Record excerpts

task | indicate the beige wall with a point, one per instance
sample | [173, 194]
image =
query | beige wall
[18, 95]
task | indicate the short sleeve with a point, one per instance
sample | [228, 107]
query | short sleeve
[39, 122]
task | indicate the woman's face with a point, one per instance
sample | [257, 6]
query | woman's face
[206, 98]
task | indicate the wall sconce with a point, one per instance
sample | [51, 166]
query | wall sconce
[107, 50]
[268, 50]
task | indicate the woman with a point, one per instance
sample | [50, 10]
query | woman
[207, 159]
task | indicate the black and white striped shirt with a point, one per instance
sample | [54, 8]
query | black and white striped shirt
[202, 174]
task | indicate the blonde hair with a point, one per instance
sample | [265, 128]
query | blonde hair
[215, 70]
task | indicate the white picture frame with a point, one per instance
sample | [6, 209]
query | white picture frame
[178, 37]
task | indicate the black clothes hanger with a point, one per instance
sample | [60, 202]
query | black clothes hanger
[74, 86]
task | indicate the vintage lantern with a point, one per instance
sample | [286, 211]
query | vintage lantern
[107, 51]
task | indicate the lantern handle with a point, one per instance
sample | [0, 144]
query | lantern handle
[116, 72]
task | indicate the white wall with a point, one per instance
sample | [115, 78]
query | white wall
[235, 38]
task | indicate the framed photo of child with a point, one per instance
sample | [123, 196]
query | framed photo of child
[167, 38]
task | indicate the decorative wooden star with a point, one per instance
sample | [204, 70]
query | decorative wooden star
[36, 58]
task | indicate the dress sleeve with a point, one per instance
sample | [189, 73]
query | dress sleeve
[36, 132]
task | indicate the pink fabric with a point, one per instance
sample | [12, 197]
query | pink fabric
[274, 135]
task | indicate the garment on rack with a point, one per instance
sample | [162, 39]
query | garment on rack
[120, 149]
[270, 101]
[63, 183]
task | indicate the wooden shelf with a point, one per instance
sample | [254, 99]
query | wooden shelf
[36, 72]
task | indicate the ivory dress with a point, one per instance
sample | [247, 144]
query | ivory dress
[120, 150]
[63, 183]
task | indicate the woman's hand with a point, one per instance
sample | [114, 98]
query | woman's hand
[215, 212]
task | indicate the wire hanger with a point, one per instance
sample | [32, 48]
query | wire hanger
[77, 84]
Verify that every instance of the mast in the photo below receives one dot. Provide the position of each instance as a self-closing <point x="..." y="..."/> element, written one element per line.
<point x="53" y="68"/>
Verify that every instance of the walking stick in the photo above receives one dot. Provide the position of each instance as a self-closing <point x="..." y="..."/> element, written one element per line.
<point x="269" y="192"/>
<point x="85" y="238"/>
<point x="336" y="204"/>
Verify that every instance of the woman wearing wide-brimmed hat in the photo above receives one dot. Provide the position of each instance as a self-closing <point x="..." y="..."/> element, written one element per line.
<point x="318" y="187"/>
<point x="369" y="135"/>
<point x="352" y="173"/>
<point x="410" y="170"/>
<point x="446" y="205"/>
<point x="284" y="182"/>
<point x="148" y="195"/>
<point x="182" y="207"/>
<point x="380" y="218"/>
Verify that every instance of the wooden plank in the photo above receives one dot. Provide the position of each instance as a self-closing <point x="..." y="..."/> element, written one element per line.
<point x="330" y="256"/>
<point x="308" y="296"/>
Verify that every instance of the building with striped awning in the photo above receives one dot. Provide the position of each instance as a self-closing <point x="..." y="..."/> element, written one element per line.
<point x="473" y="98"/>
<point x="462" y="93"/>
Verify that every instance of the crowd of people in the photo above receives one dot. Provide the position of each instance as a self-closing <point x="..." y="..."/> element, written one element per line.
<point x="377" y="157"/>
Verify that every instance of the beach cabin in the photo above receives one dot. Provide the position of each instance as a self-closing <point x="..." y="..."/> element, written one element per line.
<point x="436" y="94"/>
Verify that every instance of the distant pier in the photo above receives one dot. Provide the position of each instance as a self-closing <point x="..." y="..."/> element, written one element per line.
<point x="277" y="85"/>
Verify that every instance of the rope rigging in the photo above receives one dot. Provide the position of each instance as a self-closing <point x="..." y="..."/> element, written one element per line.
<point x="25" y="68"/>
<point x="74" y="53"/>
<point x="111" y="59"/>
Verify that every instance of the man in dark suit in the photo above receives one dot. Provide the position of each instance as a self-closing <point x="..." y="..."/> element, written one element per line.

What you are asked to do
Convert the stretch from the line containing "Verify that every instance of the beach" through the end of the entries into a Markdown table with columns Row and Line, numbering each row and leaving out any blank lines.

Answer to this problem
| Row | Line |
|---|---|
| 1 | Verify that every instance of the beach cabin in the photo above receives one dot. Provide the position of each instance as a self-closing <point x="..." y="..."/> element, written one element per line. |
| 2 | <point x="436" y="94"/> |
| 3 | Verify that every instance of the distant pier in the photo above receives one dot. Provide the position of each instance as a self-closing <point x="..." y="..."/> element, written one element per line. |
| 4 | <point x="277" y="85"/> |
| 5 | Verify that every instance of the rope rigging in the photo above receives one dot. Provide the position of each instance as a self-closing <point x="..." y="..."/> element, written one element per line. |
| 6 | <point x="25" y="68"/> |
| 7 | <point x="74" y="53"/> |
| 8 | <point x="111" y="59"/> |
| 9 | Verify that every instance of the man in dark suit in the photo above receives one dot. Provide the position of each instance as a self-closing <point x="..." y="..."/> element, written one element per line. |